Given task A =
Copy out the thread on the word for "sea" from "Well, multiplied with" to "double digit percentage.".
Given task B =
Condense the paragraph of the thread on the word for "sea" that begins "Well, multiplied with the chance of a semantic match" into a short bulleted list that keeps its main facts.

Supplied passage =
# Urartian sue (sowe), Armenian tsov and proto-Germanic *saiwaz "sea"



## CyrusSH

Are there relations between these words? 

The name of Sevan, the largest body of water in Armenia and the Caucasus region, is believed to be from this Urartian word.


----------



## ahvalj

How do you imagine the procedure of evaluation? Armenian arose on the Urartian substrate, so the borrowing is quite possible and is indeed often postulated in this case (or, alternatively, in the opposite direction, from Armenian to Urartian, as in _Martirosyan HK · 2010 · Etymological dictionary of the Armenian inherited lexicon:_ 141 along with _burgana_). But what to do with the Germanic word: how to decide whether it is related or not? Just the steps?


----------



## CyrusSH

According to etymonline the proto-Germanic word is of unknown origin: sea | Origin and meaning of sea by Online Etymology Dictionary

The Hurrian word for "water" is _šiye_ and it seems _šiwe_ means "river".


----------



## berndf

And? I don't see your point.



ahvalj said:


> How do you imagine the procedure of evaluation?


... says it all, as far as I can see.


----------



## Treaty

Considering the laxness regarding similarity of vowels and somehow consonants, the chance of a three-letter CvC word being similar between Germanic and Urartu is around 1% (10Cx1Vx10C). This means if each language had only 200 words, the chance of *not *having a match like above would have been 13%. With 87% probability of randomness, there is nothing significant about this similarity.


----------



## berndf

Well, multiplied with the chance of a semantic match, the probability of a coincidence would be much reduced, if both languages had indeed only 200 words. Urartian has indeed only about 200 attested words. But there are something like 10000 known Germanic words. That brings the propabilty of chance coincidence up again, certainly into the double digit percentage.

But even if the probability of chance coincidence were significantly lower, Urartian is an instinct language belonging to a group of just two languages with the other member of the group being extinct too and equally sparsely attested. What possibility would we have to decide about the relationship to a word in a totally different group and that has but limited traceability in within the group.


----------



## CyrusSH

berndf said:


> And? I don't see your point.



I meant it has probably Hurro-Urartian origin, not Indo-European.


----------



## CyrusSH

Treaty said:


> Considering the laxness regarding similarity of vowels and somehow consonants, the chance of a three-letter CvC word being similar between Germanic and Urartu is around 1% (10Cx1Vx10C). This means if each language had only 200 words, the chance of *not *having a match like above would have been 13%. With 87% probability of randomness, there is nothing significant about this similarity.



First you should use your denial tactics then mathematics, the relation between Urartian and Armenian languages is an undeniable fact and linguists talk about huge similarities between Armanian and Germanic languages: The Indo-European Languages - Page 20: In Germanic and Armenian, all stops experience a very similar chain shift, in which all PIE stops weaken. Voiced aspirates lose aspiration, voiced stops lose voicedness, and voiceless stops change to fricatives (in Germanic) or to voiceless aspirates (in Armenian).


----------



## berndf

CyrusSH said:


> I meant it has probably Hurro-Urartian origin, not Indo-European.


I understand that. But there is nothing that makes it probable.


CyrusSH said:


> huge similarities between Armanian and Germanic languages


That is irrelevant for your question.

Supplied material =
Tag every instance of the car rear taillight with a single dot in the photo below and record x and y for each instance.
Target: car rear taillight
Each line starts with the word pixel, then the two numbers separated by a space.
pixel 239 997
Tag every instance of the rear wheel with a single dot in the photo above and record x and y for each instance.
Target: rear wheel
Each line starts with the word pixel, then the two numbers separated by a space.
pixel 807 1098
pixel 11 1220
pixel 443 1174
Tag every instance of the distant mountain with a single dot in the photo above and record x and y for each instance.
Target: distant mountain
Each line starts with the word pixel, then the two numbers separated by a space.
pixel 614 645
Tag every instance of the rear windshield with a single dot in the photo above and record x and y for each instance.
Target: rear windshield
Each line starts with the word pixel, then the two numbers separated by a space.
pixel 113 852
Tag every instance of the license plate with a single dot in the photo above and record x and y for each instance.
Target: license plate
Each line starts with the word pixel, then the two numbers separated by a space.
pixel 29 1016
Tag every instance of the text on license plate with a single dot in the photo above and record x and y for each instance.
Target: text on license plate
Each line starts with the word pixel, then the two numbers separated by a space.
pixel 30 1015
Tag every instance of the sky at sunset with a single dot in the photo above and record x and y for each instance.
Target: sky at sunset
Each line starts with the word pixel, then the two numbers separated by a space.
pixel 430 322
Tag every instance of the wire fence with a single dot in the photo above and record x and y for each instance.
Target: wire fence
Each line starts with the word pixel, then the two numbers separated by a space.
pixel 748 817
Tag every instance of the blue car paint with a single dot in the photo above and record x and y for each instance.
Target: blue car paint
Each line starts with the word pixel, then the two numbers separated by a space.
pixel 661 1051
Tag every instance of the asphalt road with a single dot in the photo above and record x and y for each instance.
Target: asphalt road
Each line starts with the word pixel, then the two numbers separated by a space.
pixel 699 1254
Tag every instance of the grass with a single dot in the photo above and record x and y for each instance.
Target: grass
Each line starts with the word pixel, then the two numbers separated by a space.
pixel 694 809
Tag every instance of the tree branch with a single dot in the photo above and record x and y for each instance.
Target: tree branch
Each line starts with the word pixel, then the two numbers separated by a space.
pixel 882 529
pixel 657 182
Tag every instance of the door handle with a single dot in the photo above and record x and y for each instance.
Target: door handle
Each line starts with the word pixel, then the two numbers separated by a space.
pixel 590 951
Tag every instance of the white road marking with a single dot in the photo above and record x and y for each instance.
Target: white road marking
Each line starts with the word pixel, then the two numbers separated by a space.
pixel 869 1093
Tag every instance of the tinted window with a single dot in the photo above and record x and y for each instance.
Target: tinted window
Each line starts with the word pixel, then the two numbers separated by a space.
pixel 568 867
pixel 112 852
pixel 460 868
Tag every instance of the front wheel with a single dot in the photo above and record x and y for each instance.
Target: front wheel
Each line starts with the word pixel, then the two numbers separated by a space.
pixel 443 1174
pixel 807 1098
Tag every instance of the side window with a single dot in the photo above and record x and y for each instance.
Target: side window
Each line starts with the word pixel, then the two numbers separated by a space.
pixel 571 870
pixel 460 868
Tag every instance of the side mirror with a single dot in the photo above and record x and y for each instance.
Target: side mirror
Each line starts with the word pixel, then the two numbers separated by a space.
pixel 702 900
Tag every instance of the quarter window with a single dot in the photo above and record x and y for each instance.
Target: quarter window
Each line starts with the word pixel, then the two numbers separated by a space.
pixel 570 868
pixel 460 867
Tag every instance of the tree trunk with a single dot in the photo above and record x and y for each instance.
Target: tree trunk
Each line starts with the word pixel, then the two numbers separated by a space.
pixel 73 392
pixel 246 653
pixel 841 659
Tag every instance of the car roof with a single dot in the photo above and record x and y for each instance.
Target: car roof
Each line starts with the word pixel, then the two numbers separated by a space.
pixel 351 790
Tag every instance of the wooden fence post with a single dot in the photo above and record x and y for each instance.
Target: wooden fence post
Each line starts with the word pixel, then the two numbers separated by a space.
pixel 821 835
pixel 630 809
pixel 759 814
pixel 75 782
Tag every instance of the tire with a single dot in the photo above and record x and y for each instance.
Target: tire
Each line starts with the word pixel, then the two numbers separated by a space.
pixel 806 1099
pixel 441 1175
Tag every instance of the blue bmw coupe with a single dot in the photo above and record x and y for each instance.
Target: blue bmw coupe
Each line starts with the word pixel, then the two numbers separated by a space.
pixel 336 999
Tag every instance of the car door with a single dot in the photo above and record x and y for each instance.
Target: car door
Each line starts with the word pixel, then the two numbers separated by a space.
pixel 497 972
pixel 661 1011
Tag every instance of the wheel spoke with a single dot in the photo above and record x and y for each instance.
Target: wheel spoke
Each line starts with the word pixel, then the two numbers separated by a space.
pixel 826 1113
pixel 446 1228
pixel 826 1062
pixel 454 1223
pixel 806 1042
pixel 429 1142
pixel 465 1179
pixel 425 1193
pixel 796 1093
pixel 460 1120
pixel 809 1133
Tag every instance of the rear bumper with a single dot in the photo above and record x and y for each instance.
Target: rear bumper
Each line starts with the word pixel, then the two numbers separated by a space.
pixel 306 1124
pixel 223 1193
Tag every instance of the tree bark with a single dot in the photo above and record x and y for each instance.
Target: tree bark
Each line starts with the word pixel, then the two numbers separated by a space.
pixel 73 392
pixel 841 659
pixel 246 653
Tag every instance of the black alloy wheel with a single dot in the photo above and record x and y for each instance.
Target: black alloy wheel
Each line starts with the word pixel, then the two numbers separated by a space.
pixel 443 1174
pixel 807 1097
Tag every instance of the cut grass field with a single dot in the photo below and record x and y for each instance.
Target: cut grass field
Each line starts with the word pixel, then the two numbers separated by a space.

Task response A =
Well, multiplied with the chance of a semantic match, the probability of a coincidence would be much reduced, if both languages had indeed only 200 words. Urartian has indeed only about 200 attested words. But there are something like 10000 known Germanic words. That brings the propabilty of chance coincidence up again, certainly into the double digit percentage.

Task response B =
- Factoring in the chance of a semantic match would greatly lower the probability of coincidence if both languages had only 200 words.
- Urartian does have only about 200 attested words.
- Around 10,000 Germanic words are known.
- That raises the probability of chance coincidence again, surely into double-digit percentages.